日本車に活路、“世界最強”部品大手の選択 独ボッシュとデンソーの微妙な関係

拡大
縮小

なぜ欧州系の世界最大手が、日系の開拓に躍起になるのか。

独ボッシュのフォルクマル・デナー会長

背景にあるのは売り上げの半分以上を占める欧州市場の低迷だ。2ケタ増の北米、中国の景気減速があっても5%の伸びを見せたアジアとは対照的に、欧州は前年比2%の減少となった。「債務危機の影響も和らぎ、欧州経済は安定化に向かっているが、南欧を中心にいまだ厳しい。13年も欧州の自動車市場は昨年に引き続き2%ほど縮小するだろう」(デナー会長)。

そこで目をつけたのが為替リスクの回避や製品の現地化を加速させるべく、新興国で現地生産を拡大してきた日系メーカーだ。足元では円安という追い風もある。「新しい技術革新導入の意思決定が行われるのは日本、生産が拡大するのは新興国。日本にも新興国にも根を張るボッシュのグローバルネットワークは大きな強みになる」(デナー会長)。

競合・デンソーとの資本提携を解消

ボッシュが日系メーカーへの供給を強めれば、デンソーなど日系部品大手との競争は激化する。ボッシュは昨秋、保有していたデンソー株のすべてを売却すると発表、資本提携関係は解消された。デナー会長は「株式売却はあくまでも買収資金に充てるなどの財務的な判断。戦略的なものではなく、成功している合弁事業をやめるつもりはない」と話す。

§ データ抜粋:
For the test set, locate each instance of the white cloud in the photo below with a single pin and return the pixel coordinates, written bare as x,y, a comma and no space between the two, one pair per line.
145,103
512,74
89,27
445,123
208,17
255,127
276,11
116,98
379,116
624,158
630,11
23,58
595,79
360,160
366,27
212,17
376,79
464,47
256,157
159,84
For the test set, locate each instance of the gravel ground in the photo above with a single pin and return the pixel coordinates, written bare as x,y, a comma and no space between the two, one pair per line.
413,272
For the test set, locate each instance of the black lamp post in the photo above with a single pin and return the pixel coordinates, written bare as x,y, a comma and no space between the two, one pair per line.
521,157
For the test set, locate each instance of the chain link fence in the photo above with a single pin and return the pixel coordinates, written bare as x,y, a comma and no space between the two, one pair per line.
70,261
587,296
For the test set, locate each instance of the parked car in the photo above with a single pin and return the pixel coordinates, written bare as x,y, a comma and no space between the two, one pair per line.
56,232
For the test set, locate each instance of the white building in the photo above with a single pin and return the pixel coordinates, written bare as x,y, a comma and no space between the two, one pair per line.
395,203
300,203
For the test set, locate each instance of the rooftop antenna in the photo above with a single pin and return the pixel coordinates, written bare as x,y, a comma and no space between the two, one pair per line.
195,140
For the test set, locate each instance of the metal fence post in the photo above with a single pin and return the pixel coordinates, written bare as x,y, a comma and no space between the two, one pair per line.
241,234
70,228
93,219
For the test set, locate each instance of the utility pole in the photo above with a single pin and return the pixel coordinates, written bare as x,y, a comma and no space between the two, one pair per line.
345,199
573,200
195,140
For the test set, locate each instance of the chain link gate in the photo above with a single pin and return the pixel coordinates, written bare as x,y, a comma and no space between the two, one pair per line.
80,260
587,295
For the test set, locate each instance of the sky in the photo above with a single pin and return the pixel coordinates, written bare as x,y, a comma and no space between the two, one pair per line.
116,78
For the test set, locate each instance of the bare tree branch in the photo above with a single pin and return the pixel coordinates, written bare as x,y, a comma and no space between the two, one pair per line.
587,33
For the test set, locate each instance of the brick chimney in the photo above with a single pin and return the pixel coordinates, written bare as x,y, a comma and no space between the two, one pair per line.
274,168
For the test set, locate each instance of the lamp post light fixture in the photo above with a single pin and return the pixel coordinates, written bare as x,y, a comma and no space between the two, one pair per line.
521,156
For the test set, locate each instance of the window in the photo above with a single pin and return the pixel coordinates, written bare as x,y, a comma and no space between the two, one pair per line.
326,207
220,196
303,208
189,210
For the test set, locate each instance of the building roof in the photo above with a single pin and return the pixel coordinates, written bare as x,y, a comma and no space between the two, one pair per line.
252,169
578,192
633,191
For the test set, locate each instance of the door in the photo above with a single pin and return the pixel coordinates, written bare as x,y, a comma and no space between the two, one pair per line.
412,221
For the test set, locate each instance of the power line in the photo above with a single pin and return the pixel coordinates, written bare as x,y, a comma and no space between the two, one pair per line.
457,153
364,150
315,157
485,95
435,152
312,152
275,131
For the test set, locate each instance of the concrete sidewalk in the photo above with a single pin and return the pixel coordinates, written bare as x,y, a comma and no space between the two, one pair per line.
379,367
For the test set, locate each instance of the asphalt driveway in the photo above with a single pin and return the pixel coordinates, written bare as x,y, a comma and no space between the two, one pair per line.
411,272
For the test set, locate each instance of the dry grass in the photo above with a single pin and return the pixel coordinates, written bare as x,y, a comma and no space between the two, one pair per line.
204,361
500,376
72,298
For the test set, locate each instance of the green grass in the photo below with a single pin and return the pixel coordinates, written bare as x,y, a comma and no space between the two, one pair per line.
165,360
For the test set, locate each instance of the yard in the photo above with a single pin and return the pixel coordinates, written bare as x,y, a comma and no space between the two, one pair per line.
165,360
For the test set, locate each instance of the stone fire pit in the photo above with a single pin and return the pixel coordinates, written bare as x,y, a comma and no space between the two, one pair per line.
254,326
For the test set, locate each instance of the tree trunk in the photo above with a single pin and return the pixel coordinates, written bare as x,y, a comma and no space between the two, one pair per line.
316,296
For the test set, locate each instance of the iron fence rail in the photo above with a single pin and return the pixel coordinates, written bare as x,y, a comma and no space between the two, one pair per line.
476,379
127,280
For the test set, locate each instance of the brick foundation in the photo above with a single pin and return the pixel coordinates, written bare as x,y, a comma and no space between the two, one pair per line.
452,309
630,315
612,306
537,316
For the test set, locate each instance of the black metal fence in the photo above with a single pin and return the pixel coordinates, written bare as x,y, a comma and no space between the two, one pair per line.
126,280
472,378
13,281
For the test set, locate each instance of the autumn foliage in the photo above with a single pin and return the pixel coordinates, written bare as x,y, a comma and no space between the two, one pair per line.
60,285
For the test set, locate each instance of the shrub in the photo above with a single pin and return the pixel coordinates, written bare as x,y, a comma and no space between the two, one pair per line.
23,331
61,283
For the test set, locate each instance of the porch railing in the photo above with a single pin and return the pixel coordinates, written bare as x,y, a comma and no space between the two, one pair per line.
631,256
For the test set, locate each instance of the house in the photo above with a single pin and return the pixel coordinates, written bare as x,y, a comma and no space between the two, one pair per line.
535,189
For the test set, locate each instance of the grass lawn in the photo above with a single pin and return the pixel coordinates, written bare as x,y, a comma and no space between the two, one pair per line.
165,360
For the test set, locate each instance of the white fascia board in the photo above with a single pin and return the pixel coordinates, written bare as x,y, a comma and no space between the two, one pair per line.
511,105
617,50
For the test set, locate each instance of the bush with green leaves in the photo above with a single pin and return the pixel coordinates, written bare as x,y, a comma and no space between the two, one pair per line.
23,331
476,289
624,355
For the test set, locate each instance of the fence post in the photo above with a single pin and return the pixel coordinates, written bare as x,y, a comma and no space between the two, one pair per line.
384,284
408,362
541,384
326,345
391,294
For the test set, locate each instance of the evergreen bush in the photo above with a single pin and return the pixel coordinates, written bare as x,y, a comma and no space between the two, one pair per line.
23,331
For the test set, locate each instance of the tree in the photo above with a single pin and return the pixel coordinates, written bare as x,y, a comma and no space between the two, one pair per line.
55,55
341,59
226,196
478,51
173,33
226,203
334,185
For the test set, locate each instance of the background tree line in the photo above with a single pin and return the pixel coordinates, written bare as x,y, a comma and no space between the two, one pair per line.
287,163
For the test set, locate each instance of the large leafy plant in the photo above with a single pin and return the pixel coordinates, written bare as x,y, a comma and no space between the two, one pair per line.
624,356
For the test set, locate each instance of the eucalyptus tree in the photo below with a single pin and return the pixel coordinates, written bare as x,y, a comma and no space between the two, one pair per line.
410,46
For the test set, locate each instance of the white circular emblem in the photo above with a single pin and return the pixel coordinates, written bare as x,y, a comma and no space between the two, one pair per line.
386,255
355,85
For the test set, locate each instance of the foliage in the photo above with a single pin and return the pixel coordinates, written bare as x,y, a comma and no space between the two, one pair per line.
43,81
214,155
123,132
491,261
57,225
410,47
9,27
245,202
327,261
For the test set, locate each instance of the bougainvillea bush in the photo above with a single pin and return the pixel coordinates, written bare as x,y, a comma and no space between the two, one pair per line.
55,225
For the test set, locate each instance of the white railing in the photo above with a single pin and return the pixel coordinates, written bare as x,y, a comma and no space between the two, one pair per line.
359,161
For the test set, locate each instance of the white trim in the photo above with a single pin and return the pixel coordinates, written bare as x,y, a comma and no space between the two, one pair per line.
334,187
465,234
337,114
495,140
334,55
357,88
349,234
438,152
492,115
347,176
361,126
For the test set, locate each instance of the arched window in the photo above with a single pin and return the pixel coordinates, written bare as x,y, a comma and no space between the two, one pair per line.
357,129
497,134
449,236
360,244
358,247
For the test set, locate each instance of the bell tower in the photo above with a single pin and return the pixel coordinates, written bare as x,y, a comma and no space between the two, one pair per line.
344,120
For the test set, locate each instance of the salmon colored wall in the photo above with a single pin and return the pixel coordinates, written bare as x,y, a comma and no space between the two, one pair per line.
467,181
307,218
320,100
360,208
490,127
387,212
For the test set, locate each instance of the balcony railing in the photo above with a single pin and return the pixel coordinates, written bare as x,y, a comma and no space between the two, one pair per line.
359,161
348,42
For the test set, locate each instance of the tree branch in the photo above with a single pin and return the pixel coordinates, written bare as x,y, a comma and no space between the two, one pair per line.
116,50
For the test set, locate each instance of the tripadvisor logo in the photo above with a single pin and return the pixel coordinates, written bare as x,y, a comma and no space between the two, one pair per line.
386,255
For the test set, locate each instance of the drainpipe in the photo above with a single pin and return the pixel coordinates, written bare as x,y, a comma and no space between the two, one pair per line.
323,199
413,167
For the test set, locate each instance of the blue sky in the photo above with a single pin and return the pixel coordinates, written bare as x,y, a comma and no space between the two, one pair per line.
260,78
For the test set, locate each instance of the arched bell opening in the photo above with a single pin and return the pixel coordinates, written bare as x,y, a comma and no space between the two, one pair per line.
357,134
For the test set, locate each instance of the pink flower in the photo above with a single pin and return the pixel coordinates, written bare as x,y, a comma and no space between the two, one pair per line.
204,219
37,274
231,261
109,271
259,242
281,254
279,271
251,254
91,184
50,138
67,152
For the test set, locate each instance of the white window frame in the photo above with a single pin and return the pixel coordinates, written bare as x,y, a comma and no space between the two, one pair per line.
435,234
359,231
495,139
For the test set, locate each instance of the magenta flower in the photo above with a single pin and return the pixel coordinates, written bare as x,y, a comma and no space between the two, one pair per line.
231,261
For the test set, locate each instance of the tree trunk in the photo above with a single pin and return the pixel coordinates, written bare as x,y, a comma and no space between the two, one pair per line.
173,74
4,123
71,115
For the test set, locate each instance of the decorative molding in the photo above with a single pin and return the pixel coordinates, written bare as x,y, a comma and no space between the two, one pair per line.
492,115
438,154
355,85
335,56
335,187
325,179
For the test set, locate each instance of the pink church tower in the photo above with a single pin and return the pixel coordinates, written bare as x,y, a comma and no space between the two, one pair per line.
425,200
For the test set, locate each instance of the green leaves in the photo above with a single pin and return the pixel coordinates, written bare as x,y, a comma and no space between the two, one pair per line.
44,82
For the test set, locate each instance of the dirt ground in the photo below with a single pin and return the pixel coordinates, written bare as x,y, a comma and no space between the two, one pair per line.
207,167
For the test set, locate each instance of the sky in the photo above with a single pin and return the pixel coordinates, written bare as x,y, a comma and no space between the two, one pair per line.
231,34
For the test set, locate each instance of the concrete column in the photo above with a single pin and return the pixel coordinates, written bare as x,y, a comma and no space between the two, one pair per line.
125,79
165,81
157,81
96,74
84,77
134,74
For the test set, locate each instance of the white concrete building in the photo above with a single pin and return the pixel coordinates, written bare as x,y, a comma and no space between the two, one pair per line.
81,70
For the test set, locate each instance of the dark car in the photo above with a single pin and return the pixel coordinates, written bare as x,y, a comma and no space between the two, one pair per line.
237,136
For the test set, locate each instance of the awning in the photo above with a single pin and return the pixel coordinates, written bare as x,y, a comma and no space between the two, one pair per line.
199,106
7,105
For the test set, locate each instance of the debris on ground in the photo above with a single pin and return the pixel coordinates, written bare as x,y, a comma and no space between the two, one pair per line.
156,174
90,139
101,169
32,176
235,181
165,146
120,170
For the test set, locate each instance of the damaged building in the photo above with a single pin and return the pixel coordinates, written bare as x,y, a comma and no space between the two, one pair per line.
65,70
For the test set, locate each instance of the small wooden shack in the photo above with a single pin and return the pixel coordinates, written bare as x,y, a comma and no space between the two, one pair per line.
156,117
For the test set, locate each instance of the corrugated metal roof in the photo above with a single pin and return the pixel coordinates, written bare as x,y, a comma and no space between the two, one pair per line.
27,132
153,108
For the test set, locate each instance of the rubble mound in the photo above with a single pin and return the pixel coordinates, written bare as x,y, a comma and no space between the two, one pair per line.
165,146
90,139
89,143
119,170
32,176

§ 課題一覧:
(1) ボッシュの記事の「なぜ欧州系の世界最大手が、日系の開拓に躍起になるのか。」から「するだろう」(デナー会長)。」までを、そのまま書き写すこと。
(2) ボッシュの記事によると、ボッシュは昨秋何を発表したか。
(3) ボッシュの記事を、最後の文の後から書き継ぐこと。

§ 解答:
(1)
なぜ欧州系の世界最大手が、日系の開拓に躍起になるのか。

独ボッシュのフォルクマル・デナー会長

背景にあるのは売り上げの半分以上を占める欧州市場の低迷だ。2ケタ増の北米、中国の景気減速があっても5%の伸びを見せたアジアとは対照的に、欧州は前年比2%の減少となった。「債務危機の影響も和らぎ、欧州経済は安定化に向かっているが、南欧を中心にいまだ厳しい。13年も欧州の自動車市場は昨年に引き続き2%ほど縮小するだろう」(デナー会長)。

(2) 保有していたデンソー株のすべてを売却すると発表した。

(3)
2社の関係は1953年の技術導入契約締結にさかのぼる。その後はスパークプラグの製造やカーナビ用LSIの開発などで協業を進めてきた。デナー会長は、競合関係が資本提携の解消につながったことを否定したものの、それまで豊田自動織機に次いでデンソーの第3位株主だったボッシュが、その出資を引き揚げた意味は小さくない。

デナー会長は会見の前日、2月21日に開かれたトヨタ自動車の「グローバル仕入先総会」に出席。その場でサプライヤーへの最高の賞といわれる「グローバル貢献賞」を受賞した。日系最大手トヨタとの蜜月は、ボッシュが目指す方向を示している。トヨタをめぐって、ボッシュとデンソーの関係が変化してきているのは間違いない。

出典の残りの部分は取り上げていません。